**Required task 1**
Reproduce the Amsterdam food post word for word between "We started off" and "sauce and mayonnaise.", inclusive.
**Required task 2**
Condense the paragraph of the Amsterdam food post that begins "We started off our food adventure" into a short bulleted list, keeping its main facts.

**Document segment**

Eating My Way Through Amsterdam

My friends and I went to Amsterdam this weekend, and although I didn’t expect it at all, Amsterdam had a really incredible food scene! Seriously, everywhere we walked, we could not stop freaking out about how cute, trendy, and delicious all of the restaurants and cafes were. Come along with me on my food journey through Amsterdam!

1. Albert Cuypstraat Market

We started off our food adventure at the outdoor Albert Cuypstraat Market, a long street with stalls of food, clothing, and souvenirs. We wanted our first food to be the famous Amsterdam stroopwafels, a freshly made thin waffle, split in half and filled with syrup (the traditional filling), nutella, or both. So delicious! I also got a beet, apple, ginger, and cayenne pepper fruit juice to sip, and later we ate a kind of Middle Eastern flat bread wrap with cheese, spinach, and potato.

2. Chipsy King

Although you wouldn’t think it, another famous Amsterdam food is potato fries, cut thick and topped with different sauces. We stopped at Chipsy King and shared a delectable cone of fries layered with cheese sauce and mayonnaise.

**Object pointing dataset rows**
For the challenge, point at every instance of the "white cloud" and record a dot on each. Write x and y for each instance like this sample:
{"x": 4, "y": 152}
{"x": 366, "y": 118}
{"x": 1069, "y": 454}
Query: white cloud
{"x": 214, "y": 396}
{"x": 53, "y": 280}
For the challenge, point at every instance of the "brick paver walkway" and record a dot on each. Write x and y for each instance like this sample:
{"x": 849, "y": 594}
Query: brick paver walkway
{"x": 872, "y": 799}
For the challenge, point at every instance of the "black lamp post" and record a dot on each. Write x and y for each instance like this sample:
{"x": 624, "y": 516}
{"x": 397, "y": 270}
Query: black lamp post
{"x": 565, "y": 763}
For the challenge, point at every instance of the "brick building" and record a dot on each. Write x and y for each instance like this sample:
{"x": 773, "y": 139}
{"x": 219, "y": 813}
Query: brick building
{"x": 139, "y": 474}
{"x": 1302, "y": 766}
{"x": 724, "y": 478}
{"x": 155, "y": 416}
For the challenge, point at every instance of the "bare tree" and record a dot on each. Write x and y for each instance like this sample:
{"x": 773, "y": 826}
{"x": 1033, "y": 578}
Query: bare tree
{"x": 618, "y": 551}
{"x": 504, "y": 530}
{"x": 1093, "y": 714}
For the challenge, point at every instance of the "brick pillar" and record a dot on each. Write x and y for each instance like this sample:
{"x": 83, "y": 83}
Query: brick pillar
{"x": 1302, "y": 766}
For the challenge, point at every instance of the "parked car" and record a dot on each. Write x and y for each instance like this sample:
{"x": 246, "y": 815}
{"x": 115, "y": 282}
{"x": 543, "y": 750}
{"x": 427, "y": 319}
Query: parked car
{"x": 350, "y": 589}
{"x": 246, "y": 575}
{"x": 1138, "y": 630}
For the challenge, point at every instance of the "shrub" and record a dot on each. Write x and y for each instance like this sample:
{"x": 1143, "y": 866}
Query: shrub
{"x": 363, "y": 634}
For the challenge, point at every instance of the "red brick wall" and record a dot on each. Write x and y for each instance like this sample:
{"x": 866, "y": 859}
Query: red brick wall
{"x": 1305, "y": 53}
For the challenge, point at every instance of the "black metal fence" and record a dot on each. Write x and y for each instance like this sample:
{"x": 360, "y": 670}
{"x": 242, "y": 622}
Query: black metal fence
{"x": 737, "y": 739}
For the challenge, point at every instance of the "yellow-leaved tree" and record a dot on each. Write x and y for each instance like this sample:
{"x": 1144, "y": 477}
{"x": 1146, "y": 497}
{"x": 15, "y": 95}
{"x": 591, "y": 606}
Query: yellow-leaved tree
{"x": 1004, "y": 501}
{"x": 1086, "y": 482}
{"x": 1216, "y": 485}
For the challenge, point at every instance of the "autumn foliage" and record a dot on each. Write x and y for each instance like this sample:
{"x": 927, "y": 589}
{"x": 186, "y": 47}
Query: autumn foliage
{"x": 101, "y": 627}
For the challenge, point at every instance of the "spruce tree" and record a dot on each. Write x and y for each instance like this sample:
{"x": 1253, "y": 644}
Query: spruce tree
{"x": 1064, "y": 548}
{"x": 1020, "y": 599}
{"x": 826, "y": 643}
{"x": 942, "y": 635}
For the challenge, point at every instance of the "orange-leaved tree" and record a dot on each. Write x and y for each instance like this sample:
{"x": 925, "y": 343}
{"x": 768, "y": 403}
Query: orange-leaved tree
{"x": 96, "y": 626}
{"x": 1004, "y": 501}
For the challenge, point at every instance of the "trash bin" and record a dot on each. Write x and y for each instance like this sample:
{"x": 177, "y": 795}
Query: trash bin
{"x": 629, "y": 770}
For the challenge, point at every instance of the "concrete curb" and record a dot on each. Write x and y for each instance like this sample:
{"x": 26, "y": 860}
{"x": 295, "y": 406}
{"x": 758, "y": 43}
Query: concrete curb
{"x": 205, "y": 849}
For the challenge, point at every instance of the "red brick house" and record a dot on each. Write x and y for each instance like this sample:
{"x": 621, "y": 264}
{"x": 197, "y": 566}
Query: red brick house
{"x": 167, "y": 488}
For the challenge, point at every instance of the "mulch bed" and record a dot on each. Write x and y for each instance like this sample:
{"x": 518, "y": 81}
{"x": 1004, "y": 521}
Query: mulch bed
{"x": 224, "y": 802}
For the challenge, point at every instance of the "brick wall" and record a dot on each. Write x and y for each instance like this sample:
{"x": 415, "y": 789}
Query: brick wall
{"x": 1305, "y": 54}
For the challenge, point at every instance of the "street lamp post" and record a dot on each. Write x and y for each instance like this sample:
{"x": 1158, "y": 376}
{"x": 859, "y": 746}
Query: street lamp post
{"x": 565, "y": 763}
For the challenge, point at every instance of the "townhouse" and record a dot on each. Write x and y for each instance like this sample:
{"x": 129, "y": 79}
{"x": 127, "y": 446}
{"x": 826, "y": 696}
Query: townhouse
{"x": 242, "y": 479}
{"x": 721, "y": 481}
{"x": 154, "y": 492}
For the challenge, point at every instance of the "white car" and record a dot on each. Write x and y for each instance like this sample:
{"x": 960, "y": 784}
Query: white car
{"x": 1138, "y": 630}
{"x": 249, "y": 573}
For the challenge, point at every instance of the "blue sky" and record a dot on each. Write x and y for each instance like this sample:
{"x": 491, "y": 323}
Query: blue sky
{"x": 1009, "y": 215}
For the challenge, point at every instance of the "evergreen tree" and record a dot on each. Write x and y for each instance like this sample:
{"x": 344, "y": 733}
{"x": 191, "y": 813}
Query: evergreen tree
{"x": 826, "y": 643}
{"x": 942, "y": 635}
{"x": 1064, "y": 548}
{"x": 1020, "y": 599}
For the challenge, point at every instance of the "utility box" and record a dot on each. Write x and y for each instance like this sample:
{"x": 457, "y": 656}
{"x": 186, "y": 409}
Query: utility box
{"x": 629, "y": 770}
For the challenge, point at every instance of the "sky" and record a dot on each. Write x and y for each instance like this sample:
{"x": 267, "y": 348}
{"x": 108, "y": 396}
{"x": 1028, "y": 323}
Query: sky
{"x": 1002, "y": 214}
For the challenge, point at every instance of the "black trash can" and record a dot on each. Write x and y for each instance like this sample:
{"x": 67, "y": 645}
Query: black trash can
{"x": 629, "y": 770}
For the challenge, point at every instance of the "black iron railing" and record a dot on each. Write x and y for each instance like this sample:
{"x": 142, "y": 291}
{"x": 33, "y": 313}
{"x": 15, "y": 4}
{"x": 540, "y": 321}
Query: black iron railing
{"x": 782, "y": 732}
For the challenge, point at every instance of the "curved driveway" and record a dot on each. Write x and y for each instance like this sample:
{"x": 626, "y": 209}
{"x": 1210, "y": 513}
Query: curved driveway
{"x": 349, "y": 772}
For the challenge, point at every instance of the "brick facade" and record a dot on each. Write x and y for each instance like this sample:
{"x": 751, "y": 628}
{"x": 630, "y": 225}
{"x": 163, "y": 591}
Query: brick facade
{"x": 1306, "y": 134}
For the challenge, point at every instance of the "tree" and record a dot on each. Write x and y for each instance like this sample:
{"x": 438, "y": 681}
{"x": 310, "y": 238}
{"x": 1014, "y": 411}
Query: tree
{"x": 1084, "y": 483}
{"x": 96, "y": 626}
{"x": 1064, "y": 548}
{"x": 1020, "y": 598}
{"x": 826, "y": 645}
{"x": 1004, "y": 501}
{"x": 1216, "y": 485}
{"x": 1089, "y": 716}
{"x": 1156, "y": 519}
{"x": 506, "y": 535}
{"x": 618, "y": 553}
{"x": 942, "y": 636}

**Full solution 1**
We started off our food adventure at the outdoor Albert Cuypstraat Market, a long street with stalls of food, clothing, and souvenirs. We wanted our first food to be the famous Amsterdam stroopwafels, a freshly made thin waffle, split in half and filled with syrup (the traditional filling), nutella, or both. So delicious! I also got a beet, apple, ginger, and cayenne pepper fruit juice to sip, and later we ate a kind of Middle Eastern flat bread wrap with cheese, spinach, and potato.

2. Chipsy King

Although you wouldn’t think it, another famous Amsterdam food is potato fries, cut thick and topped with different sauces. We stopped at Chipsy King and shared a delectable cone of fries layered with cheese sauce and mayonnaise.

**Full solution 2**
- First stop: the outdoor Albert Cuypstraat Market, a long street with stalls selling food, clothing, and souvenirs.
- First food: stroopwafels, freshly made thin waffles split in half and filled with syrup (traditional), nutella, or both.
- Drink: a beet, apple, ginger, and cayenne pepper fruit juice.
- Later: a Middle Eastern flat bread wrap with cheese, spinach, and potato.